-- RECORDS SUPPLIED --
%%

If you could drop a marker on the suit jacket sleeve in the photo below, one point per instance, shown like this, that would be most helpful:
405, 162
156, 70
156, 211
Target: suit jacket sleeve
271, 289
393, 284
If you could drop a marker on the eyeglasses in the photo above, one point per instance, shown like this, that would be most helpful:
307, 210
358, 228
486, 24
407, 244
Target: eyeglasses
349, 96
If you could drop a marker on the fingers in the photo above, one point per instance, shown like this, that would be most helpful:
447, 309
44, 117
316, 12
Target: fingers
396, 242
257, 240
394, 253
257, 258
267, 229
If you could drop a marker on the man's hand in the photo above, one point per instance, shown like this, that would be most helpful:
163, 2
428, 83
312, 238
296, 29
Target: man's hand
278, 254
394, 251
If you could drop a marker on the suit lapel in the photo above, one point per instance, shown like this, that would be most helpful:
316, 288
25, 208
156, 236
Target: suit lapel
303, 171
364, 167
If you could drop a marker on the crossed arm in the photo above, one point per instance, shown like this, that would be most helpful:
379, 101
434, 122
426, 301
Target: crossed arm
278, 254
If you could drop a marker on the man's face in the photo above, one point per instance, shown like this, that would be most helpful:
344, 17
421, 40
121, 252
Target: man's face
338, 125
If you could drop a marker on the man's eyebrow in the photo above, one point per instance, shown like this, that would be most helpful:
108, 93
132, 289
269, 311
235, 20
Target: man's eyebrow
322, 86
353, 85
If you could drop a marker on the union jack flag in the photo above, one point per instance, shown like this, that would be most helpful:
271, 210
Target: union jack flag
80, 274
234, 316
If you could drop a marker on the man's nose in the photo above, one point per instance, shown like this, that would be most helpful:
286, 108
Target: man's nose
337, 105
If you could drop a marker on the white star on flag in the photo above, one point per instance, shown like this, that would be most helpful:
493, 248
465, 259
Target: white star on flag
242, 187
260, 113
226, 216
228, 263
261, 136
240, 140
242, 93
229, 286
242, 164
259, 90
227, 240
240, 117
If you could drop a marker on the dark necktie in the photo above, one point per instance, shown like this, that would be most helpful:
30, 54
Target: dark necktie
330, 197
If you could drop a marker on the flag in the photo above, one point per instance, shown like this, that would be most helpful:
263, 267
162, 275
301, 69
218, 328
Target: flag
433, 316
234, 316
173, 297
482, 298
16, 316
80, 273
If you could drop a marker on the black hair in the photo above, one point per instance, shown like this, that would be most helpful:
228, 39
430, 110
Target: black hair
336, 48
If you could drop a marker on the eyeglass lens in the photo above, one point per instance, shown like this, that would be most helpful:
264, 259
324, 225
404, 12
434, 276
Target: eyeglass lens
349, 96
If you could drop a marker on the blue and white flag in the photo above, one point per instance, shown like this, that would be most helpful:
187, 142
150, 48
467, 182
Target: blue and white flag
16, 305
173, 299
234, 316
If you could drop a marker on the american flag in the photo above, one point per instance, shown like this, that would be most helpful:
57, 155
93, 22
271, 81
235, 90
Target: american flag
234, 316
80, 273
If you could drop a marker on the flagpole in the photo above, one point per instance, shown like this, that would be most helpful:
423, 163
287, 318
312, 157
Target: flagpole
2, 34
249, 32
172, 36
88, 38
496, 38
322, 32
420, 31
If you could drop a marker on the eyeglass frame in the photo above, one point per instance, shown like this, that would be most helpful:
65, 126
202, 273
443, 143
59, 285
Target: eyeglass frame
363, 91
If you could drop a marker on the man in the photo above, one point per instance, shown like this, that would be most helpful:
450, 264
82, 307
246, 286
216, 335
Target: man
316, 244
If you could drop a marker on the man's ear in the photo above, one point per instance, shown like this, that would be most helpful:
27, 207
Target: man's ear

%%

-- THE REQUEST --
Quote all of the entries verbatim.

-- COMPLETE ANSWER --
If you could drop a marker on the suit jacket sleeve in the photo below, one point per instance, shown like this, that would be most helpful:
405, 162
156, 70
156, 211
Target: suit jacket sleeve
271, 289
393, 284
If you could drop a marker on the eyeglasses in the photo above, one point per instance, shown like this, that would be most helpful:
307, 210
358, 228
486, 24
407, 244
Target: eyeglasses
349, 96
If you could drop a marker on the fingers in the photo above, one point per instance, shown like this, that would be most helpful:
447, 309
44, 117
316, 12
Target: fingers
396, 242
257, 240
394, 253
257, 258
267, 229
If you could drop a marker on the man's hand in the photo above, one point per instance, shown like this, that would be most helpful:
163, 2
428, 83
312, 238
296, 29
Target: man's hand
278, 254
394, 251
If you could drop a marker on the suit lapel in the photo above, one point per instance, shown like this, that would be most helpful:
316, 288
25, 208
156, 236
Target: suit lapel
303, 171
364, 167
If you could drop a marker on the crossed arm in the photo above, one point per instance, shown like this, that would be most helpful:
379, 101
434, 122
426, 301
Target: crossed arm
278, 254
If you could drop a marker on the man's face in the photo above, one point per instance, shown like this, that would be most helpful:
344, 17
421, 40
121, 252
Target: man's face
338, 125
If you could drop a marker on the man's eyebrow in the photo above, one point per instance, shown like this, that would be most helpful:
108, 93
132, 289
269, 311
235, 20
Target: man's eyebrow
322, 86
353, 85
If you could drop a marker on the union jack flag in the photo above, one point per instance, shown like this, that would be most helpful:
271, 210
Target: union jack flag
80, 274
234, 316
If you could drop a marker on the man's nose in the photo above, one point per instance, shown like this, that would be most helpful:
286, 108
Target: man's nose
337, 105
If you could drop a marker on the white star on flag in the photo above, one point per instance, shown like this, that would be most helpful:
493, 248
465, 259
Target: white star on flag
242, 187
260, 113
226, 216
228, 263
261, 136
240, 140
242, 93
229, 286
242, 164
259, 90
227, 240
240, 117
If you could drop a marker on the dark necktie in the photo above, one point per instance, shown like this, that would be most helpful:
30, 54
Target: dark necktie
330, 197
If you could drop a marker on the flag in the photo above, one point per instance, shown like this, that would be most helpful:
263, 267
162, 275
301, 69
218, 328
Target: flag
433, 316
234, 316
173, 297
482, 298
16, 316
80, 273
If you could drop a marker on the black hair in the photo above, one point per instance, shown like this, that would be most helpful:
228, 39
430, 110
Target: black hair
336, 48
If you could drop a marker on the eyeglass lens in the photo above, one point per instance, shown like this, that would be most helpful:
264, 259
324, 225
404, 12
434, 276
Target: eyeglass lens
349, 96
If you could drop a marker on the blue and white flag in the photo above, one point per instance, shown like this, that would be most helpful:
187, 142
150, 48
467, 182
Target: blue and white flag
16, 305
173, 299
234, 316
If you could drop a marker on the american flag in the photo above, one point per instance, shown like this, that would be most helpful:
57, 155
93, 22
271, 81
235, 90
Target: american flag
234, 316
80, 273
If you could drop a marker on the flagpole in the photo above, one point per instance, shown like this, that would be most helpful:
423, 163
287, 318
312, 157
Target: flagpole
2, 34
249, 32
172, 36
88, 38
496, 38
322, 32
420, 31
If you could drop a marker on the eyeglass frame in the photo above, one point per instance, shown like this, that would be most helpful:
65, 126
202, 273
443, 143
59, 285
Target: eyeglass frame
363, 91
If you could drop a marker on the man in the photo above, one point per instance, shown like this, that would be most helpful:
450, 264
82, 307
246, 286
216, 335
Target: man
316, 244
If you could drop a marker on the man's ear in the photo above, one point per instance, shown like this, that would be most helpful:
27, 207
Target: man's ear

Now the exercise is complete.